AIM 1 -
Can you print the stretch of the court opinion from "The parties to" through "subject matter jurisdiction.", word for word?
AIM 2 -
In the court opinion, on what date did David Baird purchase the property at 2301 Rear Pope Street?
AIM 3 -
Can you pick up the court opinion after its last sentence and carry it forward?

Turner v. Baird

Decision Date08 February 2022
Docket Number599 WDA 2020
Citation270 A.3d 556
Parties Jesse TURNER and Marta M. Baker, Appellees v. The ESTATE OF David BAIRD and Margaret Puskar Executor and Margaret Puskar, Appellants
CourtPennsylvania Superior Court

Justin P. Schantz, Greensburg, for appellants.

David A. Colecchia, Greensburg, for appellants.

Kristy L. Rizzo, Greensburg, for appellees.

BEFORE: STABILE, J., KUNSELMAN, J., and PELLEGRINI, J.*

OPINION BY STABILE, J.:

Appellants, The Estate of David Baird and Margaret Puskar, Executor and Margaret Puskar in her own right, appeal from a September 29, 2020 order. Finding the trial court lacked subject matter jurisdiction over this action, we vacate.1

The parties to this action own neighboring properties. At issue is a boundary dispute and the parties' use of an abandoned roadway that runs between the parties' property. We used the term "abandoned" advisedly, as the trial court found that the roadway was abandoned—but never formally vacated—by the Borough of South Greensburg (the "Borough"). Non-Jury Trial Opinion and Order of Court, 6/5/19, at 8-9. Because the Borough has not formally vacated the roadway, and because use of the roadway is in dispute in this matter, the Borough is an interested and indispensable party to this action. As such, we are constrained to vacate the trial court' order for lack of subject matter jurisdiction.

The trial court's opinion sets forth the pertinent facts:

[Appellees] purchased property located at 2302 Skidmore Road, Greensburg, Pennsylvania, 15601 ("Plaintiffs" Property") on June 30, 2006, for the purpose of using the same as their residence. [Appellant] David Baird purchased property located at 2301 Rear Pope Street, Greensburg, Pennsylvania 15601 ("Defendant's Property") on July 14, 2014. He presently resides on the property with occupant Margaret Puskar. The instant dispute relates to two separate parcels of land, being a portion of land deeded to [Appellees] ("Deeded Property"), as well as a portion of land between the parties' properties that is not identified in either deed ("Disputed Property").
[...]
At trial, [Appellee] Turner testified that [Appellees] maintained both the Deeded Property and at least the grassy area of the Disputed Property between approximately 2006 and 2014 without interference, and they have always believed that this area belong [sic] to them and treated it as such. [Appellee] Turner testified that this situation changed in approximately 2015 when [Appellants] erected a fence on their property and acquired a German Shepard dog. After an altercation between the parties in spring of 2016 involving the dog, [Appellants] began entering onto and/or altering the Deeded Property and the Disputed Property. Examples of [Appellants'] behaviors with regard to the Deeded Property and the grassy area of the Disputed Property include mowing the grass, poisoning and picking out the grass in order to extend the gravel area of the drive, walking the dog on the property, and an attempt to install a fence on the property. [Appellee] Turner also testified to repeated incidences of harassing conduct on the part of [Appellants], including shining floodlights into the window of the [Appellees'] daughter's bedroom window and repeated attempts by [Appellant] Puskar to provoke physical confrontation with [Appellees].

RECORDS SHOWN -

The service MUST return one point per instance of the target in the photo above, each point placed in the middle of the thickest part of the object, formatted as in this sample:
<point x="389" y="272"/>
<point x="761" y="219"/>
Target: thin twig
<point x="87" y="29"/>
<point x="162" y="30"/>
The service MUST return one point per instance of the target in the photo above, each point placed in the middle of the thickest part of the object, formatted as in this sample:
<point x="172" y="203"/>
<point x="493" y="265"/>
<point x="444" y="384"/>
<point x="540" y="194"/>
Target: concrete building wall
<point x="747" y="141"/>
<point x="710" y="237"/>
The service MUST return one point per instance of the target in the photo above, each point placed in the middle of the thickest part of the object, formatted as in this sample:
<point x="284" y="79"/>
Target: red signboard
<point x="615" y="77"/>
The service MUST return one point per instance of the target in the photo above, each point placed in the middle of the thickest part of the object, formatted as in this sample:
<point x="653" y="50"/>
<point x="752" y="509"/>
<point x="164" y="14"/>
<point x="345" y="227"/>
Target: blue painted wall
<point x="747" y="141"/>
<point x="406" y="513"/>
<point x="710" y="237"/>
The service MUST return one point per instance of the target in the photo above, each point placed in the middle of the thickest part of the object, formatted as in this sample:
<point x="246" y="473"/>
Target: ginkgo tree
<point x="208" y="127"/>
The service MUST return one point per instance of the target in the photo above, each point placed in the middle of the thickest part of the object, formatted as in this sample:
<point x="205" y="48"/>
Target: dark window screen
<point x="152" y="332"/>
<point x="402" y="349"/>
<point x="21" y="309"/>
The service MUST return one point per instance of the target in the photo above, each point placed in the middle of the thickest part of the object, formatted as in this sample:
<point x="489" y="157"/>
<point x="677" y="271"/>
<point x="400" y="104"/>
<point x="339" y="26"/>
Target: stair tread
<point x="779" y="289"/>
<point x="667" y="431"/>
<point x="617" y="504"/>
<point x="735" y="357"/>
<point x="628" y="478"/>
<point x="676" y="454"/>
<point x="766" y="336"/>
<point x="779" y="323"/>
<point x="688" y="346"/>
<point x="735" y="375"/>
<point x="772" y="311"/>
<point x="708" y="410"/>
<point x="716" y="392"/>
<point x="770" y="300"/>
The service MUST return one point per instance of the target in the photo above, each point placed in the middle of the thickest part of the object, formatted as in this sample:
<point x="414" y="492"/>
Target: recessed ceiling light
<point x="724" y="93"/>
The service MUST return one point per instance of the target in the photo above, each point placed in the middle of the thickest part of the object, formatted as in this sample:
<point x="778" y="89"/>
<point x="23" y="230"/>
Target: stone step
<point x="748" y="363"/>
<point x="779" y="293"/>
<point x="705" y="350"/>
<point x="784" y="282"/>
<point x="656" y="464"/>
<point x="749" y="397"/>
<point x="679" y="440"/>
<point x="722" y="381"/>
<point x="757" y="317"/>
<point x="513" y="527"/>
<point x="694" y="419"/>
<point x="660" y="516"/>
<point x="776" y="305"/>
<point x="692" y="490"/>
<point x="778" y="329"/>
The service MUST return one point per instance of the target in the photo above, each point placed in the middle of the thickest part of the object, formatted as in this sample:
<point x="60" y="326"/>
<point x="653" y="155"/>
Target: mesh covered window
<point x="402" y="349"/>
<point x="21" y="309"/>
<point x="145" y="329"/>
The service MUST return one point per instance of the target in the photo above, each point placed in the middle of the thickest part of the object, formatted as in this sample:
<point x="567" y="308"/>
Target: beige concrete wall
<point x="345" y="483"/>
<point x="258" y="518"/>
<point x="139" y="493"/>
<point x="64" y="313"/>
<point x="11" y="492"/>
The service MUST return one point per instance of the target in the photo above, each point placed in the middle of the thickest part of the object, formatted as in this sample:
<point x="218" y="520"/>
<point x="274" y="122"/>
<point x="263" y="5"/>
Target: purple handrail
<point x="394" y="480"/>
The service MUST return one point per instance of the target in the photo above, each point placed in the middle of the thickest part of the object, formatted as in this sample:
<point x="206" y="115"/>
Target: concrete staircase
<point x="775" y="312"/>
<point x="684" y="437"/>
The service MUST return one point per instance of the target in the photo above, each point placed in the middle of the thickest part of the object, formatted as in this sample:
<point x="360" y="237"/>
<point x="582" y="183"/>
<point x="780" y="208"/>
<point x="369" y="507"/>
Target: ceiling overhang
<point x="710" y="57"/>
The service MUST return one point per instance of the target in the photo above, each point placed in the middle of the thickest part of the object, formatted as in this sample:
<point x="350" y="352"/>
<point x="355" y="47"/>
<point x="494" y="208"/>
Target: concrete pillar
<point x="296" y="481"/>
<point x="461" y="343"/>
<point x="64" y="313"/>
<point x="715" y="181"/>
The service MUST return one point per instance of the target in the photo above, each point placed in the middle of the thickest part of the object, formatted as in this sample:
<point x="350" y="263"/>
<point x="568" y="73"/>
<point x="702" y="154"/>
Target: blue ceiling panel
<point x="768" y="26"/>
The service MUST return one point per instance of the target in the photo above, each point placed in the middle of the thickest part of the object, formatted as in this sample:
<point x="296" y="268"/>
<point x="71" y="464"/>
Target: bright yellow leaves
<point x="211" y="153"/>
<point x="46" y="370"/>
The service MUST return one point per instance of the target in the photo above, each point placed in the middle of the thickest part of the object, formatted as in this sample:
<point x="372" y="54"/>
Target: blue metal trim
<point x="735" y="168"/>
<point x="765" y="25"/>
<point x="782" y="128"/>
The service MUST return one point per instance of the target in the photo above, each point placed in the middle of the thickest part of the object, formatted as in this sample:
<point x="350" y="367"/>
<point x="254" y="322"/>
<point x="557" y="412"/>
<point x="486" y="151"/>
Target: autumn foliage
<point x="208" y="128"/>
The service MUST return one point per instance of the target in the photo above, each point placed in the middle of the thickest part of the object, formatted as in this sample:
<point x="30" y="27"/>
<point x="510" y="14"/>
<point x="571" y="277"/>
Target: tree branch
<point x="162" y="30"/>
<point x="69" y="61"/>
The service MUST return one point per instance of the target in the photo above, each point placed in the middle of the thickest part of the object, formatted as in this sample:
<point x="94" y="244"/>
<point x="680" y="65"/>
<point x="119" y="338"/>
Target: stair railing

TASK RESULT 1 -
The parties to this action own neighboring properties. At issue is a boundary dispute and the parties' use of an abandoned roadway that runs between the parties' property. We used the term "abandoned" advisedly, as the trial court found that the roadway was abandoned—but never formally vacated—by the Borough of South Greensburg (the "Borough"). Non-Jury Trial Opinion and Order of Court, 6/5/19, at 8-9. Because the Borough has not formally vacated the roadway, and because use of the roadway is in dispute in this matter, the Borough is an interested and indispensable party to this action. As such, we are constrained to vacate the trial court' order for lack of subject matter jurisdiction.

TASK RESULT 2 -
July 14, 2014.

TASK RESULT 3 -
[Appellant] Baird also testified at time of trial, stating that he had lived on the Defendants' Property intermittently for his entire life, as it had previously belonged to his mother, since sometime in the 1940s. [Appellant] Baird disputed [Appellee] Turner's testimony as to care of the grassy area of the Disputed Property, stating that his family has maintained and occupied the property for many years, doing tasks including mowing the grass. [Appellant] Baird denied enlarging the gravel area on the side of the Disputed Property closest to Plaintiffs' Property. He acknowledged that guests and members of both households have used the gravel drive for ingress, egress and parking over the course of many years, including during the period of residence of the Beveridges, previous owners of the Plaintiffs' Property from approximately 1973 to 2006. [Appellant] Baird testified to pleading guilty in approximately 2014 or 2015 to a charge of unsworn falsification to authorities.
[...]
Both parties' surveys reference a forty-foot-wide roadway between the properties. Mr. [Arthur] Kromel [Appellees' surveyor] testified that he was unsure as to where he gathered the information to place the roadway, and he does not know if said roadway actually existed.
Mr. [Donald B.] Harper [Appellants' surveyor] testified that he did not rely on any recorded documentary evidence in placing the roadway on his survey, but instead created the roadway by using the deeds to survey and plot the property lines which turned out to be ‘somewhat parallel.’ He then ‘adjusted the Baird deed’ to make the lines parallel and to place exactly forty feet between the lines.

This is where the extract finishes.